* _TASK INPUTS_

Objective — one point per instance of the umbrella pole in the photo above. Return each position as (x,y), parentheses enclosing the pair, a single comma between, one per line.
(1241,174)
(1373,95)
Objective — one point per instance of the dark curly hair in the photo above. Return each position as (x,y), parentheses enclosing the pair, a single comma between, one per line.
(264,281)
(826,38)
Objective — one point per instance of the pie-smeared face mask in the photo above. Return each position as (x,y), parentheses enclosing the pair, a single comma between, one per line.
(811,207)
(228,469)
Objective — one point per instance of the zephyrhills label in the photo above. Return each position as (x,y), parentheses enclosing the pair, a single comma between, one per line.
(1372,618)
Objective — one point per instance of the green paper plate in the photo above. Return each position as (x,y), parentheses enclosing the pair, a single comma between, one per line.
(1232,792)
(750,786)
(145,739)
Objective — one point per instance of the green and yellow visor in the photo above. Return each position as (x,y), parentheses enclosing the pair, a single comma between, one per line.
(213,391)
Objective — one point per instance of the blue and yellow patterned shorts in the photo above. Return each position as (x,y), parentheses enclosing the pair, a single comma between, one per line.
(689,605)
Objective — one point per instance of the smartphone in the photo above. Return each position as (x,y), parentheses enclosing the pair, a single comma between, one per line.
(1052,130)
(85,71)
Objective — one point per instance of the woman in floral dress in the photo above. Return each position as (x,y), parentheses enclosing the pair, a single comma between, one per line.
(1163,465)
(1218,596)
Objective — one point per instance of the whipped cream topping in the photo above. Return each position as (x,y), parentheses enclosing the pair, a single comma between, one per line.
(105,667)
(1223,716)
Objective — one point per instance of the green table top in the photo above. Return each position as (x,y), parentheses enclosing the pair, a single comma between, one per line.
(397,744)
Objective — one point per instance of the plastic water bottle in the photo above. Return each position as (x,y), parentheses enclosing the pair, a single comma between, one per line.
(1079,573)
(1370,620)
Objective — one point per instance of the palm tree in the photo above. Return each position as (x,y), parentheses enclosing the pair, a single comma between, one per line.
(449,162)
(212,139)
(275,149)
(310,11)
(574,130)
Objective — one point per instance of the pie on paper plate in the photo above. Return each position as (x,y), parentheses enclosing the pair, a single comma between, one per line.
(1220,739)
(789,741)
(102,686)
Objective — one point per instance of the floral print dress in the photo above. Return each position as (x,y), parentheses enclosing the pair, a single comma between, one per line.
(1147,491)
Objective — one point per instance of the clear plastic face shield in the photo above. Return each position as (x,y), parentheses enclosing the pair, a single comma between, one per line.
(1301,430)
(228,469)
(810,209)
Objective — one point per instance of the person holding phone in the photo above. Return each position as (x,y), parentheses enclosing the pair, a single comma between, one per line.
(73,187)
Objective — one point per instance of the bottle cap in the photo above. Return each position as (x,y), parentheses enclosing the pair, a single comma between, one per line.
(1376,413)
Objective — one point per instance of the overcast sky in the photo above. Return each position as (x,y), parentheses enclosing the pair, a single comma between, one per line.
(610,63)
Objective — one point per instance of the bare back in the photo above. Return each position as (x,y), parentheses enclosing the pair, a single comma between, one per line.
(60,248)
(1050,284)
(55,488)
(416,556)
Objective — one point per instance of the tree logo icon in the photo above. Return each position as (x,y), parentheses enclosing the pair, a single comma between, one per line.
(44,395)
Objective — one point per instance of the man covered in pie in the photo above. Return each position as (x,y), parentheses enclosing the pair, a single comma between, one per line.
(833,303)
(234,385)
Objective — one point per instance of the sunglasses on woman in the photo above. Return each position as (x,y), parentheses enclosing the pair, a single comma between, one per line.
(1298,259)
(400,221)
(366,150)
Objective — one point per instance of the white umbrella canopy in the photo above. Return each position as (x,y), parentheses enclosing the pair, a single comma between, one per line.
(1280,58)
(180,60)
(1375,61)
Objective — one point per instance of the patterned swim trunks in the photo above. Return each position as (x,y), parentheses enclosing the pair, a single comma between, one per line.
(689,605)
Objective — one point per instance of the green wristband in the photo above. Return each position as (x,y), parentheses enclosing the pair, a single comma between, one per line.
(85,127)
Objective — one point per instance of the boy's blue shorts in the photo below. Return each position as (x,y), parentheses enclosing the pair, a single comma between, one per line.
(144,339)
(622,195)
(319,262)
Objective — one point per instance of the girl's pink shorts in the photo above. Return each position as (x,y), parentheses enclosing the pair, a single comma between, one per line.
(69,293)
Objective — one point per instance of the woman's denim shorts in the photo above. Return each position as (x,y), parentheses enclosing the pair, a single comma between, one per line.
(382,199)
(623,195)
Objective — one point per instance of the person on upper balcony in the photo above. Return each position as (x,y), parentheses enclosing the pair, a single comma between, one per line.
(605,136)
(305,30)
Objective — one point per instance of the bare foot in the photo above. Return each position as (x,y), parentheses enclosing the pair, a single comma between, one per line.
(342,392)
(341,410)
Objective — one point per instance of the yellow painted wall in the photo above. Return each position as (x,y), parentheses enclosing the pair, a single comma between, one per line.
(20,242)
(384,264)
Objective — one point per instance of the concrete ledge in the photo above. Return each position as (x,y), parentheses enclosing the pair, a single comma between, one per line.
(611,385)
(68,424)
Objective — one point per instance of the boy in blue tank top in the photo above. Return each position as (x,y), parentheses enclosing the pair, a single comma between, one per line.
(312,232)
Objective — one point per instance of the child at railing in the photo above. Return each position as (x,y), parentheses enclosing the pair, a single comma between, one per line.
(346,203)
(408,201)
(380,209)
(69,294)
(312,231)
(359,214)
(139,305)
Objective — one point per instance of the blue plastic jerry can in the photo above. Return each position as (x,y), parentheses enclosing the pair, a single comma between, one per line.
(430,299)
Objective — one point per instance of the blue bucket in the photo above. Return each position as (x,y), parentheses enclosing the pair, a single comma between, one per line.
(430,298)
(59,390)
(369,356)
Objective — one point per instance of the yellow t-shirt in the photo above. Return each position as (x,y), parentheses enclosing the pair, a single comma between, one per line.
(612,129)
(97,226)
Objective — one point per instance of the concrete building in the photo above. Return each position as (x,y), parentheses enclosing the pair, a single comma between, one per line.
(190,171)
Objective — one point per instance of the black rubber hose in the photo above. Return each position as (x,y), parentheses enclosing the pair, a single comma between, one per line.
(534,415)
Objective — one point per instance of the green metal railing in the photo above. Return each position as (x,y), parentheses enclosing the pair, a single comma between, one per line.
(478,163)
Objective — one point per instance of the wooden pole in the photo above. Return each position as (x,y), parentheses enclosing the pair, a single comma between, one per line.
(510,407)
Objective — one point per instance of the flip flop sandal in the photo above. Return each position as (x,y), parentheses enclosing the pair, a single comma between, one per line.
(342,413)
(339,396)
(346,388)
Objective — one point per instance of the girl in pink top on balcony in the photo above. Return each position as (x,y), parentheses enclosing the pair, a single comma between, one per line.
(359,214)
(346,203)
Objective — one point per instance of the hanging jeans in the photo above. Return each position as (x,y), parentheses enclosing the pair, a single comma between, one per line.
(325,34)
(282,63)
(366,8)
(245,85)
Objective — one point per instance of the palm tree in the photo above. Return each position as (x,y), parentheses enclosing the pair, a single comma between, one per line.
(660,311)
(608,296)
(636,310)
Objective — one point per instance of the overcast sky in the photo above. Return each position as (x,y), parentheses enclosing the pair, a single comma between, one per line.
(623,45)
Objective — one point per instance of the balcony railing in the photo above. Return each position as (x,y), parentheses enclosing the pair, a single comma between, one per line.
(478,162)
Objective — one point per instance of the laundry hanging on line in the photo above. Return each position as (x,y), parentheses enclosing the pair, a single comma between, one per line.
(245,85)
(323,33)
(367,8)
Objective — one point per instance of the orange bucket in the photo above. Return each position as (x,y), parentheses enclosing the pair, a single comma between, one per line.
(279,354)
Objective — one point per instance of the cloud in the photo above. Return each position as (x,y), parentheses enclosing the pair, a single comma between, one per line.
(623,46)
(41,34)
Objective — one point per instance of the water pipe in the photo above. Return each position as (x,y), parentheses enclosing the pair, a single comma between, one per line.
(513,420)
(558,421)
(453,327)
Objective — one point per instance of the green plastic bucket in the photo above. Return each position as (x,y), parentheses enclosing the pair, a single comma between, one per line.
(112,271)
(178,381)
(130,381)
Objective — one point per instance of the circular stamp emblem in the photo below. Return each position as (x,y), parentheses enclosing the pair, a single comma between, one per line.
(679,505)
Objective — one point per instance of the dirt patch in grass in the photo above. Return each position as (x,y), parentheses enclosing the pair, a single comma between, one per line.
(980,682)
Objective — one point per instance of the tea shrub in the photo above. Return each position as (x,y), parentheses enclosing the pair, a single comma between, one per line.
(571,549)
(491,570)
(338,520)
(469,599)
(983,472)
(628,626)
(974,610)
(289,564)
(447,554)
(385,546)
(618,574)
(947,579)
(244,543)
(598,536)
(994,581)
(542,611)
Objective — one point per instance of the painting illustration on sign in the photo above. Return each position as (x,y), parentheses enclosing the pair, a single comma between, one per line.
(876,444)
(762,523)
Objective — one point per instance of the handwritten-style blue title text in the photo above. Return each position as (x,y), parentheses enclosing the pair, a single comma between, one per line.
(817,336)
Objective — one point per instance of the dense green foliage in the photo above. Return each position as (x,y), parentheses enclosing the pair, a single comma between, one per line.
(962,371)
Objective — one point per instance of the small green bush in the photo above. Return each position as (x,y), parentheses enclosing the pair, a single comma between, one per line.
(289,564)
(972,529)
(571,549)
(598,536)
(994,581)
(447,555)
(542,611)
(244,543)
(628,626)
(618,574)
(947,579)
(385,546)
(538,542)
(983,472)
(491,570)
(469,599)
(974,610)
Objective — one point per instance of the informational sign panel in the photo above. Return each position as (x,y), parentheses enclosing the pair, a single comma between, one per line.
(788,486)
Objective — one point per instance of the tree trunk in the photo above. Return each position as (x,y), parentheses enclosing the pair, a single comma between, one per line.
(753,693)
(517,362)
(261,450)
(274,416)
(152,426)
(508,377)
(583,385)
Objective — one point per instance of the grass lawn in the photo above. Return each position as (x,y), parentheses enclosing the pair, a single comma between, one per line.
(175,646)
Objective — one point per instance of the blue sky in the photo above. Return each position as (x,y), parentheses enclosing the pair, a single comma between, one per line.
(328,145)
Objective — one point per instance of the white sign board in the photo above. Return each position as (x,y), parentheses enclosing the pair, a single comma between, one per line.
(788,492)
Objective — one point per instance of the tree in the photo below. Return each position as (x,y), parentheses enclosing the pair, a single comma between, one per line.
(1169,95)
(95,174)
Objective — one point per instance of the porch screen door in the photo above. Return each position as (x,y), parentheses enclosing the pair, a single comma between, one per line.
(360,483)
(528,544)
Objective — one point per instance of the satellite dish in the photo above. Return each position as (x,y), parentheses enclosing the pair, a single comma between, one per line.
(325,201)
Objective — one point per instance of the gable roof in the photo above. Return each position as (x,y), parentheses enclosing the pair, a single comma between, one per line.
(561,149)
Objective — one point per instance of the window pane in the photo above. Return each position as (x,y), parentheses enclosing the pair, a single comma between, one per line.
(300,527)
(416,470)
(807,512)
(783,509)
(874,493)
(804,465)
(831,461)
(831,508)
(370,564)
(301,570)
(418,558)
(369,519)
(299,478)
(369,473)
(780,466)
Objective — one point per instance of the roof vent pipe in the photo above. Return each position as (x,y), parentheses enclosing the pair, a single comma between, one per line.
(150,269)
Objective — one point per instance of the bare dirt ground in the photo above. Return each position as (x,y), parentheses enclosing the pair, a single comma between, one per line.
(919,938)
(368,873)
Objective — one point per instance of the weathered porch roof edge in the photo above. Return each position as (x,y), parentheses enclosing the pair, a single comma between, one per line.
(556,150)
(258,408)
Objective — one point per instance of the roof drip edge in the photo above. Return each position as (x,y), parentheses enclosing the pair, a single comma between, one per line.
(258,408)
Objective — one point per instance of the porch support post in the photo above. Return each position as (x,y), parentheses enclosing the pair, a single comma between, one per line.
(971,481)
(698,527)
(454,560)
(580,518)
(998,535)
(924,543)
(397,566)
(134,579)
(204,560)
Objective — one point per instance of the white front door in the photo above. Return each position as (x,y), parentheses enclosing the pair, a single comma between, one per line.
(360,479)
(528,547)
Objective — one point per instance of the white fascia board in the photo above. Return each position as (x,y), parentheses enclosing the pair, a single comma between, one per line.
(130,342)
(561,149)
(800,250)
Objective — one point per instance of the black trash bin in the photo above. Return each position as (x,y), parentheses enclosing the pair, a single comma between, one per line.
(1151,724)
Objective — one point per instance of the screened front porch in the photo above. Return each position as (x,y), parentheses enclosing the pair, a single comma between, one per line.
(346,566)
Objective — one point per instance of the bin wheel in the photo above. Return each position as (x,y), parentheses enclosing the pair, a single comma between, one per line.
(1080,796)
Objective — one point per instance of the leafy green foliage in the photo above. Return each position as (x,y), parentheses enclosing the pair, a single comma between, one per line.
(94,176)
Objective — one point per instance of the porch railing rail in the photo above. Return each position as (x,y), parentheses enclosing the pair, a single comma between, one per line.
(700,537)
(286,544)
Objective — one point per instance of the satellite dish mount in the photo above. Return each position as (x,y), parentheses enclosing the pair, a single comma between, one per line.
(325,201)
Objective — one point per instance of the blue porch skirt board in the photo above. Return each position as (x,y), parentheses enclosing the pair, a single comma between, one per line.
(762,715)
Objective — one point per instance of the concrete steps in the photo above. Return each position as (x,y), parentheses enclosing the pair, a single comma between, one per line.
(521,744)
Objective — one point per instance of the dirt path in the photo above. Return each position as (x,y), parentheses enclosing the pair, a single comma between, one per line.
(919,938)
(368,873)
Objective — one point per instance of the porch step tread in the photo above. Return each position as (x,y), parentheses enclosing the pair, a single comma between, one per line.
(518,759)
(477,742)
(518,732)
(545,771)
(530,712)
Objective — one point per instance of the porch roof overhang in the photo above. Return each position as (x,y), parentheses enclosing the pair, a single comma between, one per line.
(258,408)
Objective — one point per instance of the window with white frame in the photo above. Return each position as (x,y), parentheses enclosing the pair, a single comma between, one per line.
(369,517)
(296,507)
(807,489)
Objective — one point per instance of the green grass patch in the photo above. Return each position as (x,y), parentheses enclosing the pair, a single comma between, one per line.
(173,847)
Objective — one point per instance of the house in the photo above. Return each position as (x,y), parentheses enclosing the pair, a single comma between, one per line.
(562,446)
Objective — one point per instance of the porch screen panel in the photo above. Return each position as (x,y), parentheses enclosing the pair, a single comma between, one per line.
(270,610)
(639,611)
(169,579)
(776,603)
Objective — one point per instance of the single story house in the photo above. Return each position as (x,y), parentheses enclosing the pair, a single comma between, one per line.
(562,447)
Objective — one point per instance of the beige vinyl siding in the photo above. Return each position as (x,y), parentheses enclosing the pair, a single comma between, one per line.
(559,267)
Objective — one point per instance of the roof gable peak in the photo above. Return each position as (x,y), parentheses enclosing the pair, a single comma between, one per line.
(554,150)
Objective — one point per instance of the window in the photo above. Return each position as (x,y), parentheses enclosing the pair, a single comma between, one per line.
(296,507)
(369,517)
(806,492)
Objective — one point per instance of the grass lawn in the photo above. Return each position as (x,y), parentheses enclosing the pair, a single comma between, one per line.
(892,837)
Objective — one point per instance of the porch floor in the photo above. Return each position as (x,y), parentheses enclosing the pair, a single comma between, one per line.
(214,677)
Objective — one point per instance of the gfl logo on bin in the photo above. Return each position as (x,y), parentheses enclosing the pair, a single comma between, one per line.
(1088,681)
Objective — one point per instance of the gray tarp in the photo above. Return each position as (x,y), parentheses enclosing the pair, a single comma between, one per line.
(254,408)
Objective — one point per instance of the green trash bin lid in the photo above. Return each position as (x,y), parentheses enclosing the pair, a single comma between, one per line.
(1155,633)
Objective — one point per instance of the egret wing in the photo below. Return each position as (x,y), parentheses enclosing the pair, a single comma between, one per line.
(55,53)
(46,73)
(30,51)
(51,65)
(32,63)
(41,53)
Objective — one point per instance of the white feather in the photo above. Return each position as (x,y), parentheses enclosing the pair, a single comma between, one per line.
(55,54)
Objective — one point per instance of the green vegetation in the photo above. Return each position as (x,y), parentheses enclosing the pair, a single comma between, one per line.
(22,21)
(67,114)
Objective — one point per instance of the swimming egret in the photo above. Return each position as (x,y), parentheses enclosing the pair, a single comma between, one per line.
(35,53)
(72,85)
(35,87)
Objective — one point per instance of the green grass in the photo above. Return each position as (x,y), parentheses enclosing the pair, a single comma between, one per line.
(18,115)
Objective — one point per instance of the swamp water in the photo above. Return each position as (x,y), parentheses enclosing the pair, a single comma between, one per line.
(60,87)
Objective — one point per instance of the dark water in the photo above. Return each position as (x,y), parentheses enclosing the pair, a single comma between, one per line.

* _THE TASK_
Quote, character for character, the lines from the one containing "Objective — one point per instance of the swimming" through the final line, including both.

* _ANSWER TO THIS EXERCISE_
Objective — one point per instance of the swimming egret in the photo above. Return each position as (x,y), parentheses enclosing the pair, a single comma between, one per line.
(35,53)
(72,85)
(35,87)
Objective — one point per instance of the green grass in the photo above. Return each position as (x,y), parentheses enclosing the pair, a single comma between, one per line.
(18,115)
Objective — one point per instance of the swamp water in the photo above. Return each position as (x,y), parentheses enclosing the pair, a single comma between, one per line.
(60,87)
Objective — one point per instance of the dark water in the photo above. Return each position as (x,y), parentheses enclosing the pair, a single comma between, one per line.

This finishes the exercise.